** Start of Extracted entries **

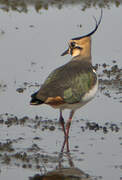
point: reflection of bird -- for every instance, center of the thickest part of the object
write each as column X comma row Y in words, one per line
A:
column 64, row 173
column 73, row 84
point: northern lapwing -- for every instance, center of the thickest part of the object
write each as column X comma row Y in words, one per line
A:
column 72, row 85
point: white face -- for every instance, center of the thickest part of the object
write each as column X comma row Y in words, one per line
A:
column 74, row 49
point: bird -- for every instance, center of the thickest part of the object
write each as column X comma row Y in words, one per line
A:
column 73, row 84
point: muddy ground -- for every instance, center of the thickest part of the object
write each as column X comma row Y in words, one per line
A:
column 31, row 137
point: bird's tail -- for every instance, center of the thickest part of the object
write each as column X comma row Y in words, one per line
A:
column 35, row 100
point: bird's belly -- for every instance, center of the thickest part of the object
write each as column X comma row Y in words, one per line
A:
column 86, row 98
column 90, row 95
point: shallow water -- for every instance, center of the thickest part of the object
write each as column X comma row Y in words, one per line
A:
column 31, row 44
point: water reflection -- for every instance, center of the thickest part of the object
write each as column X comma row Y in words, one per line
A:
column 22, row 5
column 62, row 172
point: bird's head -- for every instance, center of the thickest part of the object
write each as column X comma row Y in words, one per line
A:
column 81, row 45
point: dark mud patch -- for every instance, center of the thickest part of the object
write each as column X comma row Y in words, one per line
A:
column 107, row 127
column 110, row 80
column 23, row 6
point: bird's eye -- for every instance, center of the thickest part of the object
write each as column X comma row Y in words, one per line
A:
column 72, row 44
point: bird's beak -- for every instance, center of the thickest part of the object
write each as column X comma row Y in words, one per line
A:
column 65, row 52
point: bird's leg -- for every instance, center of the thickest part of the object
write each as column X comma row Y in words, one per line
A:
column 61, row 120
column 68, row 124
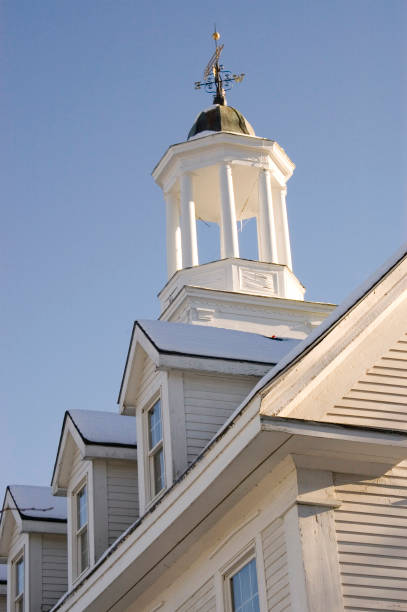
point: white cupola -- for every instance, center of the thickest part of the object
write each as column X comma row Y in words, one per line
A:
column 224, row 173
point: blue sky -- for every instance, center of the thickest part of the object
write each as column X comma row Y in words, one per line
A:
column 92, row 93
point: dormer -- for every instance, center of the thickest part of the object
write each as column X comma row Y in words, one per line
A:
column 182, row 382
column 96, row 468
column 33, row 539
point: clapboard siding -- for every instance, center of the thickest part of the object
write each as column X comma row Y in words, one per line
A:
column 204, row 600
column 122, row 497
column 54, row 569
column 148, row 374
column 209, row 401
column 275, row 567
column 79, row 466
column 379, row 397
column 14, row 537
column 371, row 527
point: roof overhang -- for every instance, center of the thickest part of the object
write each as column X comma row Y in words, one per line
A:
column 214, row 148
column 250, row 448
column 141, row 345
column 72, row 438
column 12, row 517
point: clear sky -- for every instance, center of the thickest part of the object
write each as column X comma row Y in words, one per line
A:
column 92, row 93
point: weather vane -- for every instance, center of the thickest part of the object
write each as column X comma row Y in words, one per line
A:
column 216, row 80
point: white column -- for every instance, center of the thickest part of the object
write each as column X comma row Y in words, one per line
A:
column 282, row 232
column 268, row 243
column 229, row 240
column 174, row 251
column 188, row 223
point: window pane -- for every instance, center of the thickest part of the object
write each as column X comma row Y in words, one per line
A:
column 158, row 466
column 83, row 551
column 81, row 508
column 245, row 597
column 20, row 576
column 154, row 425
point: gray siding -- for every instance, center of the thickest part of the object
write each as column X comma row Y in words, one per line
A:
column 371, row 526
column 79, row 466
column 147, row 377
column 209, row 401
column 122, row 497
column 54, row 569
column 204, row 600
column 379, row 397
column 275, row 567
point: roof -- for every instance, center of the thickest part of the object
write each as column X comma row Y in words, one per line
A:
column 322, row 330
column 108, row 428
column 221, row 118
column 215, row 342
column 38, row 503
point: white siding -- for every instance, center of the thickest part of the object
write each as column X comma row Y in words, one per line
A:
column 371, row 527
column 54, row 569
column 209, row 401
column 122, row 497
column 275, row 567
column 204, row 600
column 379, row 397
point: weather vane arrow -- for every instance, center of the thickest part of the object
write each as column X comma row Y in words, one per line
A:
column 216, row 80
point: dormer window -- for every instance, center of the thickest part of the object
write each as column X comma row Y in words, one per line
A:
column 19, row 584
column 82, row 540
column 155, row 449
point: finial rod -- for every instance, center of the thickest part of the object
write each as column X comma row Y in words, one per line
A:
column 221, row 79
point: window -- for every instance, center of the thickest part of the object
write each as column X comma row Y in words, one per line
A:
column 81, row 535
column 155, row 449
column 19, row 585
column 243, row 591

** End of Extracted entries **

* **What to do**
Copy every one of the records above word for word, but leave the pictures out.

* **The result**
point: reflection of bird -- for every instance, center of the thickest part of the object
write each as column X comma row Y in words, one per line
A:
column 64, row 173
column 73, row 84
point: northern lapwing -- for every instance, center of the thickest part of the object
write each as column X comma row Y in words, one per line
A:
column 72, row 85
point: white face -- for every instance, center of the thickest part of the object
write each as column X comma row Y in words, one per line
A:
column 74, row 49
point: bird -- for every instance, center of the thickest part of the object
write each as column X comma row Y in words, one per line
A:
column 73, row 84
point: muddy ground -- for every instance, center of the thickest part of the object
write each as column X comma row Y in words, one per line
A:
column 31, row 137
point: bird's tail -- for every instance, center of the thickest part of the object
write each as column X comma row Y in words, one per line
A:
column 35, row 100
point: bird's belly -- for every instance, center of the thickest part of the object
write each as column X comma row Y in words, one per line
A:
column 86, row 98
column 90, row 95
point: shallow water -- for every instance, center of the thickest part of the object
write each as column X comma row Y in words, one per line
A:
column 31, row 44
point: water reflection -- for every instance, center of the thickest part of the object
write each as column X comma row Y in words, one per line
A:
column 22, row 5
column 62, row 172
point: bird's head -- for every instance, center of the thickest part of the object
write each as column X comma row Y in words, one per line
A:
column 81, row 45
point: dark mud patch -- for every instance, center of the thickest part of the object
write each as column X comma row Y in words, one per line
A:
column 107, row 127
column 110, row 80
column 23, row 6
point: bird's eye -- for every instance, center of the thickest part of the object
write each as column X comma row Y in words, one per line
A:
column 72, row 44
point: bird's beak -- for every instance, center of the thickest part of the object
write each as column X comma row Y in words, one per line
A:
column 65, row 52
point: bird's leg -- for every instance, center of the thickest part of the object
write each as column X comma row Y in words, one per line
A:
column 61, row 120
column 68, row 124
point: white cupola -- for every instance, center of the thickest part of the object
write each as column X comma row Y in words, one per line
A:
column 224, row 173
point: blue sky -- for every instance, center of the thickest part of the object
write each as column X comma row Y in words, one per line
A:
column 92, row 93
point: dormer -- for every instance, center of the thickest part of the object
write each as column X comma row Y in words, one per line
A:
column 182, row 382
column 96, row 468
column 33, row 539
point: clapboard siding -- for every instance, center of the thickest part of the object
write each as column X comma row Y in words, one per line
A:
column 204, row 600
column 122, row 497
column 54, row 569
column 148, row 374
column 209, row 401
column 275, row 567
column 79, row 466
column 379, row 397
column 14, row 537
column 371, row 527
point: roof overhang -- for every instance, center of the thickest part of the object
write each as column X comma row Y in words, one per line
A:
column 214, row 148
column 250, row 448
column 141, row 345
column 72, row 438
column 12, row 517
point: clear sky -- for every instance, center of the thickest part of the object
write each as column X comma row Y in words, one per line
A:
column 92, row 93
point: weather vane -- for every instance, center of the thickest part of the object
write each as column X comma row Y in words, one per line
A:
column 216, row 80
point: white column -- for every instance, center of the thickest part of the object
write each as column X comma row Y in words, one per line
A:
column 282, row 232
column 268, row 243
column 229, row 240
column 174, row 251
column 188, row 223
point: window pane -- for every instance, center of the thickest part of the object
write each as column X comma row Y in words, one per line
A:
column 158, row 466
column 83, row 551
column 81, row 508
column 245, row 597
column 20, row 576
column 154, row 425
point: gray siding -- for every instance, center of the thickest part of the object
write each as column X comma row Y in words, one per line
A:
column 371, row 526
column 79, row 466
column 147, row 377
column 209, row 401
column 122, row 497
column 54, row 569
column 204, row 600
column 379, row 397
column 275, row 567
point: roof -- for every instance, center of the thickest part of the object
write each as column X comma row Y in words, one per line
A:
column 322, row 330
column 108, row 428
column 221, row 118
column 215, row 342
column 38, row 503
point: white siding -- for every instance, center of the thickest part of the object
write each as column X comma row Y in words, one per line
A:
column 371, row 527
column 54, row 569
column 209, row 401
column 122, row 497
column 275, row 567
column 204, row 600
column 379, row 397
point: weather vane arrow -- for every instance, center of the thickest part of the object
write each as column X comma row Y in words, one per line
A:
column 216, row 80
point: dormer window -- for every instance, center of the thickest part of the object
write each as column X comma row Y in words, one per line
A:
column 19, row 584
column 82, row 540
column 155, row 449
point: finial rod -- for every instance, center of the thickest part of the object
write each as column X comma row Y in words, one per line
A:
column 221, row 79
point: window -- for every instance, center of the thickest part of the object
write each as column X comma row Y in words, one per line
A:
column 81, row 535
column 155, row 449
column 19, row 585
column 243, row 591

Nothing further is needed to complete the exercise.